Goal of the exercise:
Render every line of the records below as a Markdown table with the columns "Row" and "Line," numbering the rows and skipping any blank lines. Leave the pictures out of the table.
● ● ● ● ● ● ●
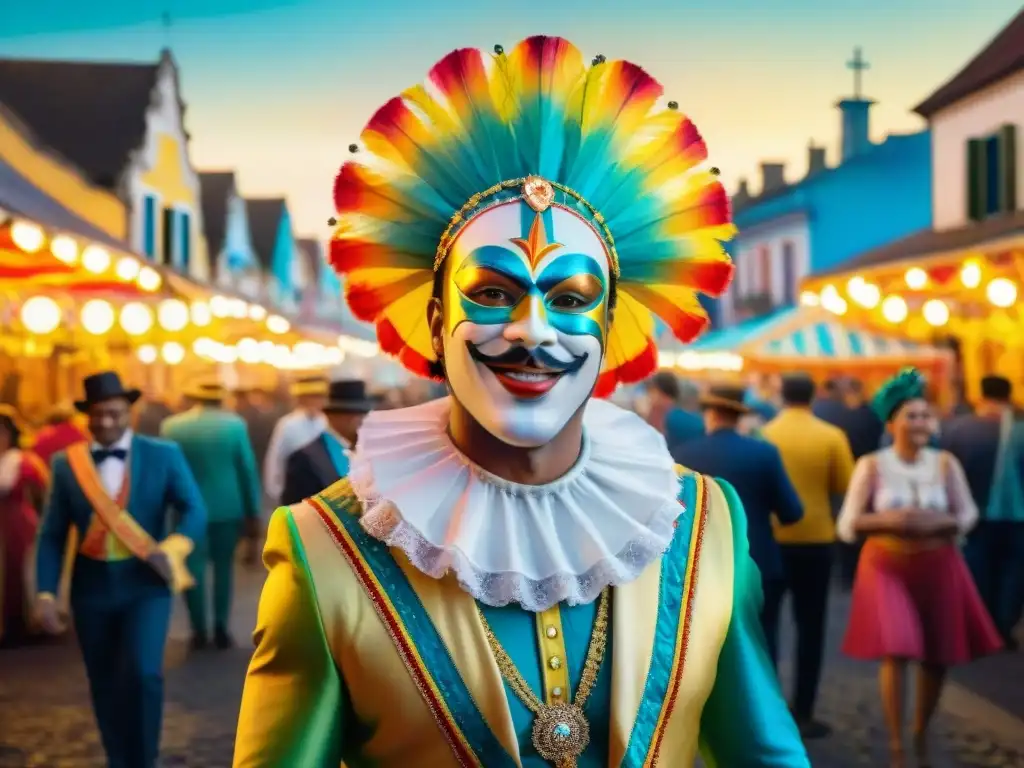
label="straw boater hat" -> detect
[185,381,227,402]
[700,384,751,414]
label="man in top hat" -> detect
[36,372,206,768]
[281,379,375,512]
[672,385,804,658]
[161,383,261,650]
[940,376,1024,649]
[263,376,329,506]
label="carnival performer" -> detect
[0,404,49,643]
[36,372,206,768]
[838,369,1000,768]
[234,37,809,768]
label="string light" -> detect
[903,266,928,291]
[922,299,949,326]
[882,296,907,323]
[985,278,1017,308]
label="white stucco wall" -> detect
[723,215,811,325]
[931,72,1024,230]
[123,59,210,281]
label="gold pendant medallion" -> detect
[534,705,590,768]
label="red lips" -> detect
[490,369,562,400]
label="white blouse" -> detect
[836,447,978,543]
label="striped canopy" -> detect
● ● ● ● ● ● ●
Written answer:
| Row | Line |
|---|---|
| 1 | label="straw boater hat" -> detect |
| 2 | [185,381,227,402] |
| 3 | [700,384,751,414] |
| 4 | label="man in top hat" -> detect |
| 5 | [36,372,206,768] |
| 6 | [281,379,375,512] |
| 7 | [672,385,804,658] |
| 8 | [161,383,261,650] |
| 9 | [940,376,1024,649] |
| 10 | [263,376,329,506] |
| 11 | label="carnival performer" -> detect |
| 12 | [0,404,49,643] |
| 13 | [36,372,206,768] |
| 14 | [838,369,1000,768] |
| 15 | [234,37,809,768] |
| 16 | label="string light" -> detect |
| 17 | [903,266,928,291] |
| 18 | [922,299,949,326] |
| 19 | [882,296,907,323] |
| 20 | [985,278,1017,308] |
| 21 | label="white stucco wall" -> detect |
| 22 | [723,215,811,325] |
| 23 | [931,72,1024,230] |
| 24 | [123,59,210,281] |
| 25 | label="gold pendant medallion" -> detect |
| 26 | [534,705,590,768] |
| 27 | label="red lips" -> detect |
| 28 | [490,369,562,400] |
| 29 | label="white blouse" -> detect |
| 30 | [836,447,978,543] |
| 31 | label="striped canopy" -> detect |